- [Wat te doen]
**1)** Geef voor elk van de volgende beweringen aan of de tekst over het proces APO03 ze bevestigt: (a) APO03 bestaat uit vijf management practices; (b) de visie voor de IT-architectuur is een gedetailleerde beschrijving; (c) het architectuur definitie document wordt opgesteld vóór de review door de stakeholders. Antwoord telkens met ja of nee en citeer letterlijk de woorden uit de tekst die de doorslag geven.
**2)** Zet de alinea uit de tekst over het proces APO03 die begint met "Dit wordt gevolgd door de definitie" om in een beknopte opsomming, zonder de belangrijkste feiten te verliezen.
**3)** Ga verder met de tekst over het proces APO03 vanaf het punt waar die ophoudt.

Het proces APO03 valt uiteen in vijf management practices die de fasen van de levenscyclus van een IT-architectuur beschrijven. Een management practice is deelproces. Binnen iedere management practice is een aantal activiteiten die doorlopen worden om de practice uit te kunnen voeren. Tevens schrijft iedere management practice een aantal inputs en outputs voor die het resultaat zijn van de uitvoer van de betreffende management practice. Vaak vormt de output van een bepaald COBIT management practice input voor een ander COBIT5 management practice.

• APO03.01 Develop the enterprise architecture vision • APO03.02 Define reference architecture

• APO03.03 Select opportunities and solutions • APO03.04 Define architecture implementation • APO03.05 Provide enterprise architecture services

De eerste management practice start bij de ontwikkeling van een visie voor de IT-architectuur (APO03.01). Dit is een high-level beschrijving van de baseline en doelarchitectuur voor de business, informatie, data, applicaties en technologieën. Hier wordt de eerste stap gezet voor de business en IT alignment door doelstellingen, prioriteiten en vereisten van onder andere het bedrijf, stakeholders en projecten in kaart te brengen en vast te stellen waar een IT-architectuur aan dient te voldoen om bovengenoemde aspecten te ondersteunen.

Dit wordt gevolgd door de definitie van een referentiearchitectuur bestaande uit de huidige en doelarchitectuur uitgewerkt in termen van de informatie, data, applicaties en technologieën (APO03.02). Na review door de stakeholders wordt er een architectuur definitie document opgesteld. Ook worden de procesdocumentatie gestandaardiseerd en de rollen en verantwoordelijkheden van process owners, users, decision makers voor de IT-architectuur gedefinieerd en toegewezen.

- [Aangeleverde gegevens]
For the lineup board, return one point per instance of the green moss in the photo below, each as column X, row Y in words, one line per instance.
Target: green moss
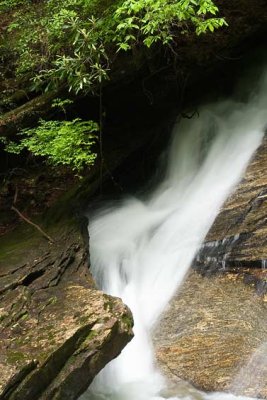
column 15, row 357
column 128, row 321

- [De antwoorden]
**1)**
(a) Ja: "Het proces APO03 valt uiteen in vijf management practices"
(b) Nee: "Dit is een high-level beschrijving van de baseline en doelarchitectuur"
(c) Nee: "Na review door de stakeholders wordt er een architectuur definitie document opgesteld."

**2)**
- APO03.02: een referentiearchitectuur wordt gedefinieerd. Die bestaat uit de huidige en de doelarchitectuur, uitgewerkt in informatie, data, applicaties en technologieën.
- Na review door de stakeholders wordt een architectuur definitie document opgesteld.
- De procesdocumentatie wordt gestandaardiseerd.
- De rollen en verantwoordelijkheden van process owners, users en decision makers voor de IT-architectuur worden gedefinieerd en toegewezen.

**3)**
Vervolgens dienen de gaps, afhankelijkheden en belemmeringen vanuit de organisatie in kaart te worden gebracht en hier oplossingen voor gedefinieerd te worden om de IT-architectuur klaar te kunnen maken voor implementatie (APO03.03).

Op basis van de informatie in APO03.03 wordt een implementatie- en migratieplan opgesteld dat de verschillende fasen en benodigde resources beschrijft (APO03.04). Ook dient rekening gehouden te worden met toevoegingen aan de architectuur als gevolg van nieuwe inzichten.

(26)

26 Na implementatie dient de IT-architectuur gemanaged te worden onder andere via monitoring en formalisatie van processen en procedures om business en IT alignment te behouden (APO03.05).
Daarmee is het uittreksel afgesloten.